▼▼▼

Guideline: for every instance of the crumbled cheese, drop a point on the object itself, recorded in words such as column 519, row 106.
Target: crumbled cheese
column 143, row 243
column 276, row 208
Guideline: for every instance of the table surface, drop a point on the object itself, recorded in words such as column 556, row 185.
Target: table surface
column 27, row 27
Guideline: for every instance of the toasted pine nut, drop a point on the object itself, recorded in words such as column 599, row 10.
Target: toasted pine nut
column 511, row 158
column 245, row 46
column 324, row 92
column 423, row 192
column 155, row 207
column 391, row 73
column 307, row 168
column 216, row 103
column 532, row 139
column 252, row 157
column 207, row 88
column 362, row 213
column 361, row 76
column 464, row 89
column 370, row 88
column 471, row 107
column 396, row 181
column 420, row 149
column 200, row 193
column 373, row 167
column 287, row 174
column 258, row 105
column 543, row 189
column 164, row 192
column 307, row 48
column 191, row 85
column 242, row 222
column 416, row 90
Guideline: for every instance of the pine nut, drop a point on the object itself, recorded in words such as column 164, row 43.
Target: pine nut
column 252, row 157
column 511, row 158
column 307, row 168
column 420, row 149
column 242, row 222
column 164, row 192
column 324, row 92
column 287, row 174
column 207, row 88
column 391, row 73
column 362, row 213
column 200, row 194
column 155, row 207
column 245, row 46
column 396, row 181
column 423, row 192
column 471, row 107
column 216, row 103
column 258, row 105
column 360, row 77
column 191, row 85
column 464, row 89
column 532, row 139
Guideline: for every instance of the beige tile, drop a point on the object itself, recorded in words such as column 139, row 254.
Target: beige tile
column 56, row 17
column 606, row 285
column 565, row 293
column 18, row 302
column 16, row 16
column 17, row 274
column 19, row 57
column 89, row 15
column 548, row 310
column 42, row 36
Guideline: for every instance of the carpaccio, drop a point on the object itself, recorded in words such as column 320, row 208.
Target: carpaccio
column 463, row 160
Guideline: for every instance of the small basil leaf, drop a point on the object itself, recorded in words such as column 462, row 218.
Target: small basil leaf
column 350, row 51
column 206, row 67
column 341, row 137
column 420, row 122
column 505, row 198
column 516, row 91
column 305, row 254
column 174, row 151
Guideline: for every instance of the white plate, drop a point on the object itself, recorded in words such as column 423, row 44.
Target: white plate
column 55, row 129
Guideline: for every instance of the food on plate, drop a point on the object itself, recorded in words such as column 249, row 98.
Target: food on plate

▲▲▲

• **What you will do**
In how many lines of the material does the word "food" appear? Give only the number.

• **Written solution**
2